**The problem**
Rewrite the part of the material that opens with the line containing "Target: tree line" and runs through the end, keeping every line, and shift each coordinate in the answers up by 128.
start Records shown
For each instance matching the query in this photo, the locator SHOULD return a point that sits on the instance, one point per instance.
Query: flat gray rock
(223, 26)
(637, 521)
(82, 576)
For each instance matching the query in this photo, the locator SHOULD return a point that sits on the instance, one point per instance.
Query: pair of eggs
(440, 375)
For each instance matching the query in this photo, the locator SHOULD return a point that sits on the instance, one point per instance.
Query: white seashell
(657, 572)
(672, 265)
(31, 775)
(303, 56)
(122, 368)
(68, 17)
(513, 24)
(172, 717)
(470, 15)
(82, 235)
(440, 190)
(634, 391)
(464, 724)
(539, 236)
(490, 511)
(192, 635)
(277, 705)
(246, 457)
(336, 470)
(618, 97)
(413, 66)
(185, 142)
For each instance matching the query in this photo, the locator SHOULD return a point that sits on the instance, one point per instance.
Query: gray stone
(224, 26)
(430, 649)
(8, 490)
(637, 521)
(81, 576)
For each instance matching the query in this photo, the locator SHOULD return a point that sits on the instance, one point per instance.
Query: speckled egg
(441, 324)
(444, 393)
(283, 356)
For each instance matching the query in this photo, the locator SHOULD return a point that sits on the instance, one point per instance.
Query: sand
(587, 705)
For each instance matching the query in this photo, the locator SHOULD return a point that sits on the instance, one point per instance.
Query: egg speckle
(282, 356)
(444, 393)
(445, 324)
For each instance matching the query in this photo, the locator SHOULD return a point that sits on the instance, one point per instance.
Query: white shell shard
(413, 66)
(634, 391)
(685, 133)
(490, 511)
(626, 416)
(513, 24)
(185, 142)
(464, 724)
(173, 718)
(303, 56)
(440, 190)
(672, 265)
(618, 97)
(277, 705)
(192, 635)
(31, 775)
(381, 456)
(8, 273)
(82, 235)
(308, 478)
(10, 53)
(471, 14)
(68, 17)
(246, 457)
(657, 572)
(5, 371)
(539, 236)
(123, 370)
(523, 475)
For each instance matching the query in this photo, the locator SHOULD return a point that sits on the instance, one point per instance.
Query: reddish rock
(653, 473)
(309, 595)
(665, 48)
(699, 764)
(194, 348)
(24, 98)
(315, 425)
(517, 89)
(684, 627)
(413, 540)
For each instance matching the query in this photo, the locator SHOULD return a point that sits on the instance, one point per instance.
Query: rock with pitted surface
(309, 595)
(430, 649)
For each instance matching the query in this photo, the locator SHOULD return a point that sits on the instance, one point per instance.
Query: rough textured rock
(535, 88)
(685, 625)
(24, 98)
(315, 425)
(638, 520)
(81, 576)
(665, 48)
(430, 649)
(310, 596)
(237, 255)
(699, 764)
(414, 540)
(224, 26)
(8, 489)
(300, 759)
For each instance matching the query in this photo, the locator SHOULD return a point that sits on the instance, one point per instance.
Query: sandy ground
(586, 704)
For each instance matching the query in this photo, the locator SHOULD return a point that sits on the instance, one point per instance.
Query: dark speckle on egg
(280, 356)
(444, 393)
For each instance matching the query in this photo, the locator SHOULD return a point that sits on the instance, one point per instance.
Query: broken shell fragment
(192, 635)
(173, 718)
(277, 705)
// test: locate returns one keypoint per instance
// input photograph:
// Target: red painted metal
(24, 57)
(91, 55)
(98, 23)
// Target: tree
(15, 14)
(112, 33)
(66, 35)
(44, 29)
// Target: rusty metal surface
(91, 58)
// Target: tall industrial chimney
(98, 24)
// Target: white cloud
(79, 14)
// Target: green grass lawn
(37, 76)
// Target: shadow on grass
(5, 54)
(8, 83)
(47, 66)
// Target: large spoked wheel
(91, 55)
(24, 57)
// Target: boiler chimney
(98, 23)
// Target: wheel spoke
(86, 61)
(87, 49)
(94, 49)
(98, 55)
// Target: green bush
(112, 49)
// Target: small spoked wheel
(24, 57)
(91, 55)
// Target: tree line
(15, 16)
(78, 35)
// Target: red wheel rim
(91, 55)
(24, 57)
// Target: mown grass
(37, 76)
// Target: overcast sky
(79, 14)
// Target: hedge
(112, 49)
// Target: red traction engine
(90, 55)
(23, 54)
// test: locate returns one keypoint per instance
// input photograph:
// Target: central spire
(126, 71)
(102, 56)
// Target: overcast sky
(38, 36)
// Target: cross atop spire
end Records shown
**Answer to this task**
// Target: tree line
(143, 144)
(206, 163)
// Target: red wheel rim
(219, 183)
(152, 185)
// Target: mown grass
(165, 204)
// Target: overcast sky
(207, 142)
// Target: hedge
(240, 177)
// Target: red traction engine
(218, 183)
(151, 182)
// test: locate returns one keypoint per instance
// input photograph:
// Target: central spire
(254, 199)
(230, 184)
// Target: overcast sky
(166, 164)
// Target: cross atop spire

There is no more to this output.